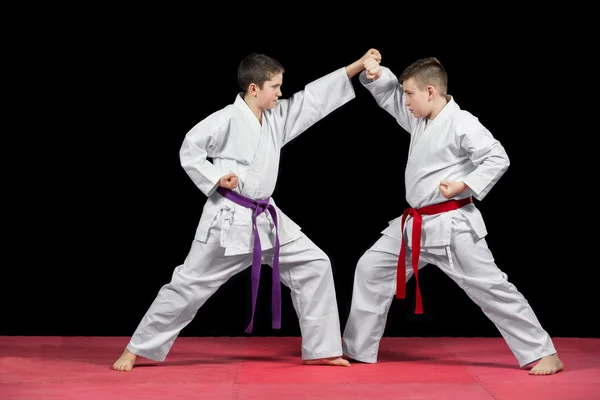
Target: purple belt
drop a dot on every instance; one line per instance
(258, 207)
...
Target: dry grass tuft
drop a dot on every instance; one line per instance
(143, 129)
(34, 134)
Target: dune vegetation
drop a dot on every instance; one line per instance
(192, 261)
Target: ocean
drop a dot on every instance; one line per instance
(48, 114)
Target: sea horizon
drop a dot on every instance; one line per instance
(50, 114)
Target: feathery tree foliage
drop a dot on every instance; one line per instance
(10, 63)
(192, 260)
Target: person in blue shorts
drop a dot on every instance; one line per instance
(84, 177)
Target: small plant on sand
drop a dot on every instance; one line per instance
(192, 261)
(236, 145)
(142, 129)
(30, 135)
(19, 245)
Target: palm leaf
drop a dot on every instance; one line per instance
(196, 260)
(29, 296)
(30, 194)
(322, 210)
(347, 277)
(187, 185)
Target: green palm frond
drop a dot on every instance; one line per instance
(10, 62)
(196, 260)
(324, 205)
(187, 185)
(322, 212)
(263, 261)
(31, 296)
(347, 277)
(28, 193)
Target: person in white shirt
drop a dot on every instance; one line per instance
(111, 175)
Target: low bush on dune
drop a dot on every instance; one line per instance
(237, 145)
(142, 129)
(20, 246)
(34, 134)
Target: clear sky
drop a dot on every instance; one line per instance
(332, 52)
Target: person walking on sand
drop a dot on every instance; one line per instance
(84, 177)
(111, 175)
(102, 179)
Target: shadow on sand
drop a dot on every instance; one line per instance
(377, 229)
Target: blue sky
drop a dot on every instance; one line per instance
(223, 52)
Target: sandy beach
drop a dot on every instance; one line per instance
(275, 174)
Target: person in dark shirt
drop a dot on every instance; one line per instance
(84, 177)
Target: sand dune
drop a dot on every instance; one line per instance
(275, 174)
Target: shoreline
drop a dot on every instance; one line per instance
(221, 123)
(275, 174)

_ASSIGNMENT_
Go through the listing above, and whenever a line holds the word "blue", copy it.

_RESPONSE_
Target: person in blue shorts
Target: blue sky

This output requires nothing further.